--- START Records shown ---

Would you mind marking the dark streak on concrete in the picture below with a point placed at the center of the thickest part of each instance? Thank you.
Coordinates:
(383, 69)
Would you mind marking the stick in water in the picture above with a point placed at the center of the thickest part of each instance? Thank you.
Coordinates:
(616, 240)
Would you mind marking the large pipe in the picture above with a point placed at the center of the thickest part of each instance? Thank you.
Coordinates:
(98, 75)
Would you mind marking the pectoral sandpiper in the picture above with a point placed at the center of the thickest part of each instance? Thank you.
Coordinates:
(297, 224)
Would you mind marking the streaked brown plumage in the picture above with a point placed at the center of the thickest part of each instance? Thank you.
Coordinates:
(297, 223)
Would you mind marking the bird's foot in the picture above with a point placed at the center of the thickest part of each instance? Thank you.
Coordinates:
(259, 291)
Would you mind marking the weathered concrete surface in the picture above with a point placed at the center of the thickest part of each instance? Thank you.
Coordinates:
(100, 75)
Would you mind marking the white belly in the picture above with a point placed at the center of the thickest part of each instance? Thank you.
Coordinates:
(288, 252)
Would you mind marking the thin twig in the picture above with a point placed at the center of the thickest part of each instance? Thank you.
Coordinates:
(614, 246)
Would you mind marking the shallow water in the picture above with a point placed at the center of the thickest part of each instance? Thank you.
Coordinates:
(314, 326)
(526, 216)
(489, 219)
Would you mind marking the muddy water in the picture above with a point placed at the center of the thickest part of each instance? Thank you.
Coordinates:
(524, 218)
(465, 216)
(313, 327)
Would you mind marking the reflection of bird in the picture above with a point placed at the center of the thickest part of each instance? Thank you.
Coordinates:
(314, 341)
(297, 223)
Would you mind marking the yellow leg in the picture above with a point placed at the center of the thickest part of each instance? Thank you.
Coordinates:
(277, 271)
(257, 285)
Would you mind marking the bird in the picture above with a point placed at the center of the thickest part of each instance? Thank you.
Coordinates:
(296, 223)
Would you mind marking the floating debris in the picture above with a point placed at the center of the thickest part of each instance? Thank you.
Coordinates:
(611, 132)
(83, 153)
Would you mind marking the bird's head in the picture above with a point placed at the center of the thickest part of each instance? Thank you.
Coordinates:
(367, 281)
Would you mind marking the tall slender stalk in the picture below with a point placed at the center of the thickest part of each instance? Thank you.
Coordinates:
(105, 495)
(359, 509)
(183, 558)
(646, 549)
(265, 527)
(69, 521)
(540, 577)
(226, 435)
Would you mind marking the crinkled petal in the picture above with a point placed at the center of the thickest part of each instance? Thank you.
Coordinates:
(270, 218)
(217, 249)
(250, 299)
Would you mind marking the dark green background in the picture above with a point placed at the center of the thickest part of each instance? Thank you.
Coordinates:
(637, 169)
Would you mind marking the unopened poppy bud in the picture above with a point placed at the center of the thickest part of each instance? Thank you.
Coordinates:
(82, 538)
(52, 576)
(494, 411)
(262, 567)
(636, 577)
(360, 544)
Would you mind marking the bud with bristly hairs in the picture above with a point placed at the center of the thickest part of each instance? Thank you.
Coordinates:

--- END Records shown ---

▶ [Task to carry out]:
Your task is to transcribe the listing above in full, exactly as given.

▶ [Answer for this exercise]:
Would you mind marking the dark streak on concrete in the picture below with a point placed at the center of the thickest part of each instance? Thank you.
Coordinates:
(383, 69)
Would you mind marking the stick in water in the picture above with a point placed at the center of the thickest part of each instance? Thank you.
Coordinates:
(616, 240)
Would you mind marking the large pipe in the picture above with a point placed at the center of the thickest part of each instance? Thank you.
Coordinates:
(98, 75)
Would you mind marking the pectoral sandpiper in the picture above with a point placed at the center of the thickest part of each instance? Thank you.
Coordinates:
(297, 224)
Would you mind marking the streaked brown plumage in the picture above with a point placed at the center of the thickest part of each instance? Thank you.
Coordinates:
(297, 223)
Would you mind marking the bird's foot in the picture above with a point placed at the center of the thickest part of each instance? Thank you.
Coordinates:
(259, 291)
Would you mind marking the weathered concrete surface in the picture above with a point placed at the center of the thickest part of each instance? Thank you.
Coordinates:
(100, 75)
Would you mind marking the white belly in the picture above with a point placed at the center of the thickest part of each instance? Thank you.
Coordinates:
(288, 252)
Would you mind marking the thin twig in the picture above with a point placed at the center of the thickest part of each instance? Thank you.
Coordinates:
(614, 246)
Would you mind marking the shallow water in the picture above with a point placed at the center of the thickest part of each instance? Thank you.
Coordinates:
(314, 326)
(526, 216)
(489, 219)
Would you mind marking the muddy water in the picture above with a point placed at the center of the thickest part of each instance? Thank you.
Coordinates:
(524, 218)
(465, 216)
(313, 327)
Would you mind marking the reflection of bird in the picture above with a point placed at the center of the thickest part of each instance? Thank you.
Coordinates:
(314, 341)
(297, 223)
Would you mind marking the yellow leg in the picture above with a point placed at the center of the thickest part of each instance? Thank you.
Coordinates:
(277, 271)
(257, 285)
Would you mind marking the bird in the picture above with a point placed at the center of the thickest part of each instance? Thank you.
Coordinates:
(296, 223)
Would you mind marking the floating debris in the picture above with a point placed at the center of the thickest part of each instance? Thank you.
Coordinates:
(611, 132)
(83, 153)
Would you mind marking the bird's head in the picture above with a point placed at the center of the thickest part of each instance? Thank you.
Coordinates:
(367, 281)
Would you mind marking the tall slender stalk in the picture below with a point placed at the center of the thickest part of each instance? Thank you.
Coordinates:
(105, 495)
(359, 509)
(183, 558)
(646, 549)
(265, 527)
(69, 521)
(540, 577)
(226, 435)
Would you mind marking the crinkled petal in the picture above with a point placed at the center of the thickest part of each instance? Thank you.
Coordinates:
(270, 218)
(217, 249)
(250, 299)
Would you mind marking the dark green background in the picture above with a point placed at the center of the thickest part of each instance? Thank you.
Coordinates:
(637, 169)
Would you mind marking the unopened poppy bud in the picture above with a point placed at the center of the thickest part of each instance? Thank you.
Coordinates:
(82, 538)
(52, 576)
(494, 411)
(262, 567)
(636, 577)
(360, 544)
Would you mind marking the bud with bristly hairs in the picture above with a point placed at the center of the thickest part of each instance? Thank you.
Coordinates:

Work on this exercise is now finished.